Teks yang Dikaji =
PURWAKARTA– Potensi kisruh dalam distribusi Bantuan Langsung Tunai (BLT), khususnya Bansos Provinsi Jawa Barat untuk warga terdampak Covid-19 cukup besar.
Politisi PKB Purwakarta, Sona Maulida Roemardi mengendus adanya kisruh tersebut. Hal itu terindikasi karena data calon penerima yang digunakan pemerintah cenderung tidak jelas.
Selama ini ada perspektif berbeda pemerintah provinsi dengan desa dalam menentukan siapa yang paling berhak memperoleh BLT.
“Nama yang diusulkan (desa) dengan nama yang keluar sebagai calon penerima bantuan, berbeda, ini berpotensi memunculkan kisruh atau konflik sosial di tengah masyarakat,” kata Sona dilansir RMOLJABAR, Rabu (22/4).

Data yang Diberikan =

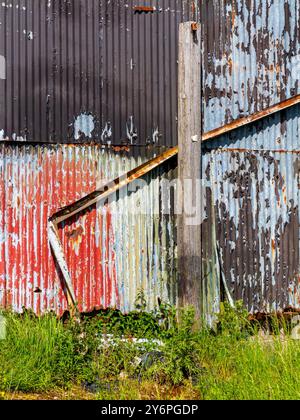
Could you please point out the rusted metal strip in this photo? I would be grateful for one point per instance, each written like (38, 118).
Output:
(58, 251)
(252, 118)
(113, 186)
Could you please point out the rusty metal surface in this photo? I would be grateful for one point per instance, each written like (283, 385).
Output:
(90, 70)
(251, 56)
(252, 226)
(112, 252)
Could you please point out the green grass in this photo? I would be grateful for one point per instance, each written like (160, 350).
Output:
(43, 355)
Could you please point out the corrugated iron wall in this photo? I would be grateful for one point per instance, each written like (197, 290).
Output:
(253, 190)
(81, 77)
(251, 234)
(113, 250)
(90, 70)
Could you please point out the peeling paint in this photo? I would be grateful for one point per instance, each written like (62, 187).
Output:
(84, 125)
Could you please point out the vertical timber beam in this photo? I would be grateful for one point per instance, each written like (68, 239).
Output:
(189, 161)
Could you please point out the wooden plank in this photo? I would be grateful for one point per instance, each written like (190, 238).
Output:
(189, 165)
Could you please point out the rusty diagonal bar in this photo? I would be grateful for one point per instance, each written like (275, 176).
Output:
(113, 186)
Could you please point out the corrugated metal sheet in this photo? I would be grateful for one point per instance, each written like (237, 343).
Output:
(251, 56)
(112, 249)
(90, 70)
(253, 201)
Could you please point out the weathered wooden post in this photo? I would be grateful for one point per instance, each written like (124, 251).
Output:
(189, 160)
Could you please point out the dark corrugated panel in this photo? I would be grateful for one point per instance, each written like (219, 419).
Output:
(90, 70)
(251, 56)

Petunjuk Tugas = Tuliskan ulang seluruh teks tentang potensi kisruh penyaluran BLT di Purwakarta tanpa mengubah satu kata pun.

Hasil =
PURWAKARTA– Potensi kisruh dalam distribusi Bantuan Langsung Tunai (BLT), khususnya Bansos Provinsi Jawa Barat untuk warga terdampak Covid-19 cukup besar.
Politisi PKB Purwakarta, Sona Maulida Roemardi mengendus adanya kisruh tersebut. Hal itu terindikasi karena data calon penerima yang digunakan pemerintah cenderung tidak jelas.
Selama ini ada perspektif berbeda pemerintah provinsi dengan desa dalam menentukan siapa yang paling berhak memperoleh BLT.
“Nama yang diusulkan (desa) dengan nama yang keluar sebagai calon penerima bantuan, berbeda, ini berpotensi memunculkan kisruh atau konflik sosial di tengah masyarakat,” kata Sona dilansir RMOLJABAR, Rabu (22/4).